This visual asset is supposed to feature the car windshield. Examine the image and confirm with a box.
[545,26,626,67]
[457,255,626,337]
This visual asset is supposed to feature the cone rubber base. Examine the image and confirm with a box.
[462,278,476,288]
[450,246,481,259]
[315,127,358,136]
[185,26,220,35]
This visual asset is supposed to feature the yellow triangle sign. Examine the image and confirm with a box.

• • • • • • •

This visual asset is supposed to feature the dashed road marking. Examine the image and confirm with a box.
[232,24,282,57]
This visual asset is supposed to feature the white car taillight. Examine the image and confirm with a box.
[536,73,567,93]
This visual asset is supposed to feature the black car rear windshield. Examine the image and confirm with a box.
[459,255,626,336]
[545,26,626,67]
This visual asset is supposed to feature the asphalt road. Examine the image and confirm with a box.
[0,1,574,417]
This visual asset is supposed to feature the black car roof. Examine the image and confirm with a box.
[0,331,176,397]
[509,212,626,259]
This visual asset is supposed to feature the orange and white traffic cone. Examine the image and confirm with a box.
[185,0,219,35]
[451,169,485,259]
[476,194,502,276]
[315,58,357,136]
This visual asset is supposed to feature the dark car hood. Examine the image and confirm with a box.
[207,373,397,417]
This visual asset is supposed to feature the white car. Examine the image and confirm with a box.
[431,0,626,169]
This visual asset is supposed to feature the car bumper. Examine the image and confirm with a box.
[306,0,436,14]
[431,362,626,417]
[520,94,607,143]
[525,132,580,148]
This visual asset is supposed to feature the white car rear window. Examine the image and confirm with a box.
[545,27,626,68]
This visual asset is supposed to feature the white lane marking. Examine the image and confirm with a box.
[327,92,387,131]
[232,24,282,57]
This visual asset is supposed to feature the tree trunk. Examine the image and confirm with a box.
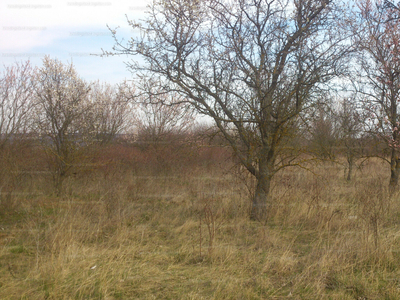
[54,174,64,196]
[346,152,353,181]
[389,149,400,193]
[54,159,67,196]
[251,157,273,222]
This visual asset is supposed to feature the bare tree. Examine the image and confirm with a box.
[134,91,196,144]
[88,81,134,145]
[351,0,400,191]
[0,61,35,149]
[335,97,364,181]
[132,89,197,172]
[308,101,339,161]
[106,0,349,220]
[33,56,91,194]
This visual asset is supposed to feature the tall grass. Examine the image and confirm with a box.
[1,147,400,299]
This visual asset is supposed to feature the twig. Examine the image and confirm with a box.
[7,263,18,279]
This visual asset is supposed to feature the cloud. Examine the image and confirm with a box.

• • • • • • •

What is asked for is an exact copy of the lines above from the one containing "This visual asset is supposed to feature the tall" through the one containing "This visual asset is supposed to feature the cloud.", and only those.

## Written solution
This visual asset is supposed to feature the tall grass. Examine the image and confirm with a box.
[1,147,400,299]
This visual asset is supposed to feature the twig. Examine the image and confirm with a box.
[7,263,18,279]
This visual asset is supposed to feature the cloud. Examine the image and confirm with a box.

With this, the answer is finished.